Expression of SCF mRNA by HAECs. Soluble (572 bp) and membrane-bound (488 bp) SCF expression by HAECs was identified by RT-PCR analysis. SCF cDNA was amplified by 35 cycles of PCR. Lanes 1 and 2, HAEC donor 1; lanes 3 and 4, primary human MC; lanes 5 and 6, HAEC donor 2; lanes 7 and 8, HAEC donor 3. Expected size of β-actin: 508 bp.

Fig. 2.

SCF protein expression by HAECs. Release of soluble SCF protein into HAEC culture media was detected by SCF-ELISA. (A) All data are mean ± SEM (n = 4). Detection of membrane-bound SCF expression by immunohistochemical staining of HAECs by using goat-anti-human SCF Ab (B) or irrelevant IgG (C) demonstrates membrane-bound expression of SCF protein (n = 2). (Magnification: ×200.)

Fig. 3.

MC survival in coculture. (A) MCs were grown in monoculture with recombinant human SCF (100 ng/ml or 4 ng/ml), in coculture with HAECs by seeding MCs directly onto subconfluent HAECs (direct coculture), in coculture with HAECs by using a transwell insert (coculture-transwell), with HAEC-conditioned media in the absence of any HAECs (conditioned media alone), or with media alone (media). All data are shown as mean ± SEM. When compared with monoculture in SCF, only media alone was unable to support MC survival (n = 4; comparison made by one-way ANOVA; ^*, P < 0.002). All other conditions were not statistically different from culture with SCF 100 ng/ml. (B) Inhibitory effect of anti-SCF blocking Ab (5 μg/ml) on MC survival in coculture compared with coculture without blocking Ab, isotype-matched IgG (5 μg/ml), or media without SCF. Data presented are mean ± SEM (n = 3).

Fig. 4.

MC protease expression identified by immunostaining over time. MCs were recovered after 2 d of culture in liquid suspension culture with SCF alone, in direct coculture with HAECs, in HAEC coculture separated by a transwell membrane, with HAEC-conditioned media, or in suspension culture lacking any cytokines. MCs were fixed with Carnoy's fixative, and expression of tryptase and chymase granule proteases was detected by immunocytochemistry. Representative cells for each condition are shown. (Magnification: ×400.) Cells (100) were counted per condition for each replicate (n = 4).

Fig. 5.

> DATA:

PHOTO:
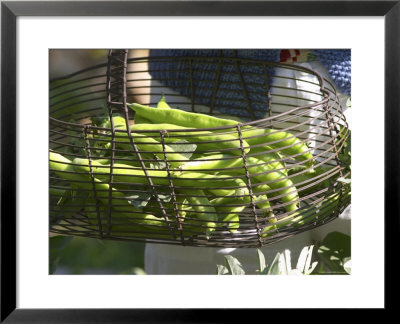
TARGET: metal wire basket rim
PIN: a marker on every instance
(199, 58)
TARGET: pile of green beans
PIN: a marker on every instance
(210, 187)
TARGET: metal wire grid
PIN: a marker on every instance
(86, 93)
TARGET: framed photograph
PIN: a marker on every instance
(38, 41)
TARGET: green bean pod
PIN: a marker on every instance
(287, 142)
(149, 144)
(203, 210)
(126, 174)
(163, 102)
(258, 169)
(180, 117)
(304, 216)
(205, 140)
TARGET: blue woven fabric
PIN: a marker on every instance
(229, 97)
(338, 65)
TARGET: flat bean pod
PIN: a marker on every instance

> TASKS FOR THIS EXERCISE:
A: Decide whether each statement agrees with the figure legends on mast cells and HAECs. Answer yes or no for each, and quote the words from the figure legends that settle it.
(i) SCF cDNA was amplified by 35 cycles of PCR.
(ii) The tryptase and chymase immunostaining images are shown at ×200 magnification.
(iii) Media alone was able to support MC survival.
B: According to the figure legends on mast cells and HAECs, what is the expected size of β-actin?
C: Carry on the figure legends on mast cells and HAECs from the point where they stop.
The entries were taken from a different source than the figure legends.

> RESULTS FOR THE EXERCISE:
A:
(i) Yes: "SCF cDNA was amplified by 35 cycles of PCR."
(ii) No: "(Magnification: ×400.)"
(iii) No: "only media alone was unable to support MC survival"

B: 508 bp.

C:
Effect of coculture of MCs with HAECs on IgE-dependent histamine release and eicosanoid generation as measured by ELISA. MCs were maintained in monoculture with SCF or in coculture with HAECs for 4 d. Results depict percentage histamine release, cys-LT generation_, and PGD₂ production after 1 d of passive sensitization with IgE followed by activation with anti-IgE. Results are the mean ± SEM of four experiments. ^*, P = 0.05 when compared with PGD₂ generation of MCs grown in SCF monoculture.

Fig. 6.

Effect of coculture with IL-4 priming of MCs with HAECs on IgE-dependent histamine release and eicosanoid generation. MCs were maintained in monoculture with SCF or in coculture with HAECs for 4 d in the presence of recombinant human IL-4 (10 ng/ml). Results depict percentage histamine release, cys-LT generation_, and PGD₂ production after 1 d of passive sensitization with IgE followed by activation with anti-IgE. Results are the mean ± SEM of four experiments. ^*, P < 0.05 when compared with cys-LT generation of unprimed MCs grown in SCF monoculture; ^**, P < 0.05 when compared with PGD₂ generation of unprimed MCs grown in SCF monoculture; ^***, P < 0.05 when compared with cys-LT generation of unprimed MCs grown with HAEC coculture.

Fig. 7.

Effect of coculture with IL-4 and IL-3 priming of MCs with HAECs on IgE-dependent histamine release and eicosanoid generation. MCs were maintained in monoculture with SCF or in coculture with HAECs for 4 d in the presence of recombinant human IL-4 (10 ng/ml) and IL-3 (5 ng/ml). Results depict percentage histamine release, cys-LT generation_, and PGD₂ production after 1 d of passive sensitization with IgE followed by activation with anti-IgE. Results are the mean ± SEM of four experiments. ^*, P < 0.05 when compared with cys-LT generation of IL-4 primed MCs grown with SCF in monoculture; ^**, P < 0.05 when compared with cys-LT generation of IL-4 primed MCs grown in HAEC coculture.